# REQUIRED WORK
What you return must match the records word for word.

# EXERCISE INPUTS
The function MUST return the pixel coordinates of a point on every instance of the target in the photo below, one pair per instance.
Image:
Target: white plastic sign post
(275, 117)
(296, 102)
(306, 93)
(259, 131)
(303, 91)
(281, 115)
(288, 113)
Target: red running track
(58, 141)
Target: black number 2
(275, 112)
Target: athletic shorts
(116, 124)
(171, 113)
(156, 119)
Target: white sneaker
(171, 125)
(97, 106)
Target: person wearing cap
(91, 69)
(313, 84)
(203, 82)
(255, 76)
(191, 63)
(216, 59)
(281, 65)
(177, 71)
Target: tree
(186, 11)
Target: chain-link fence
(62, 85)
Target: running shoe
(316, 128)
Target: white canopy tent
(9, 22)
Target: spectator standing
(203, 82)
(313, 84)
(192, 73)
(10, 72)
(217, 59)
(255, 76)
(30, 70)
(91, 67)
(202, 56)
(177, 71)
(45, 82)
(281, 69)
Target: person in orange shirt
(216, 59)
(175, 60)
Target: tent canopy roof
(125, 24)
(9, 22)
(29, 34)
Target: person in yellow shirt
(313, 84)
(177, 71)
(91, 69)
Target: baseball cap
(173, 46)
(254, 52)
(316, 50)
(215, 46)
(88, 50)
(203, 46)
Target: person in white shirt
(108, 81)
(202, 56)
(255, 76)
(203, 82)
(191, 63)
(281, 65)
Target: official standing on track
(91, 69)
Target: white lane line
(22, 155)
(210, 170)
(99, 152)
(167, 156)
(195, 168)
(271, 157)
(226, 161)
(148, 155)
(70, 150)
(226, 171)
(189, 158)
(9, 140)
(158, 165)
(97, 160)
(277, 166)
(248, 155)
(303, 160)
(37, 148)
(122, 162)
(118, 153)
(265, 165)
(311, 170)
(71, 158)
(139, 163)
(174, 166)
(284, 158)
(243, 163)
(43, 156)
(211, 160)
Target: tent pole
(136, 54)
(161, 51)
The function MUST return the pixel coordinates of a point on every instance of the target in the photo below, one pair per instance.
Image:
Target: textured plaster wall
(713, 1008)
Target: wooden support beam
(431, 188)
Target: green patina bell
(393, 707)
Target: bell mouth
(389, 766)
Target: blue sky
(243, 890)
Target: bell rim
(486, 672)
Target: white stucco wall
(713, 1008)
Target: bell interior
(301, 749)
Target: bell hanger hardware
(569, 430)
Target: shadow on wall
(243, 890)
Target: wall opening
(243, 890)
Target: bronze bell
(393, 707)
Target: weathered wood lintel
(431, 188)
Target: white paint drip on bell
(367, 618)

# EXERCISE ANSWER
The function MUST return the pixel coordinates of a point on every instance of the target in the photo below, one pair per instance.
Image:
Target: white plastic sign post
(275, 117)
(296, 102)
(306, 93)
(259, 131)
(303, 91)
(281, 115)
(288, 113)
Target: red running track
(58, 141)
Target: black number 2
(275, 112)
Target: athletic shorts
(116, 124)
(171, 113)
(156, 119)
Target: white sneaker
(171, 125)
(97, 106)
Target: person wearing cap
(91, 69)
(313, 84)
(203, 82)
(255, 76)
(191, 63)
(216, 59)
(281, 65)
(177, 71)
Target: tree
(186, 11)
Target: chain-link fence
(62, 85)
Target: running shoe
(316, 128)
Target: white canopy tent
(9, 22)
Target: spectator standing
(203, 82)
(313, 84)
(192, 73)
(10, 72)
(217, 59)
(255, 76)
(30, 70)
(91, 67)
(202, 56)
(177, 71)
(45, 82)
(281, 69)
Target: person in orange shirt
(216, 59)
(175, 60)
Target: tent canopy roof
(125, 24)
(9, 22)
(29, 34)
Target: person in yellow shirt
(313, 84)
(177, 71)
(91, 69)
Target: baseball cap
(173, 46)
(254, 52)
(316, 50)
(215, 46)
(88, 50)
(203, 46)
Target: person in white shirt
(108, 81)
(202, 56)
(255, 76)
(203, 82)
(191, 63)
(281, 65)
Target: official standing on track
(91, 69)
Target: white lane line
(22, 155)
(210, 170)
(99, 152)
(167, 156)
(195, 168)
(271, 157)
(226, 161)
(148, 155)
(70, 150)
(226, 171)
(189, 158)
(9, 140)
(158, 165)
(97, 160)
(277, 166)
(248, 155)
(303, 160)
(37, 148)
(122, 162)
(118, 153)
(265, 165)
(311, 170)
(71, 158)
(139, 163)
(174, 166)
(284, 158)
(243, 163)
(43, 156)
(211, 160)
Target: tent pole
(136, 54)
(161, 51)
The function MUST return the pixel coordinates of a point on every instance of the target in the photo below, one pair per instance.
Image:
Target: textured plaster wall
(713, 1008)
Target: wooden support beam
(431, 188)
Target: green patina bell
(393, 707)
Target: bell mouth
(389, 766)
Target: blue sky
(243, 890)
Target: bell rim
(486, 672)
Target: white stucco wall
(713, 1008)
Target: bell interior
(301, 749)
Target: bell hanger hardware
(569, 430)
Target: shadow on wall
(243, 890)
Target: wall opening
(243, 890)
Target: bronze bell
(393, 707)
Target: weathered wood lintel
(431, 188)
Target: white paint drip on bell
(367, 618)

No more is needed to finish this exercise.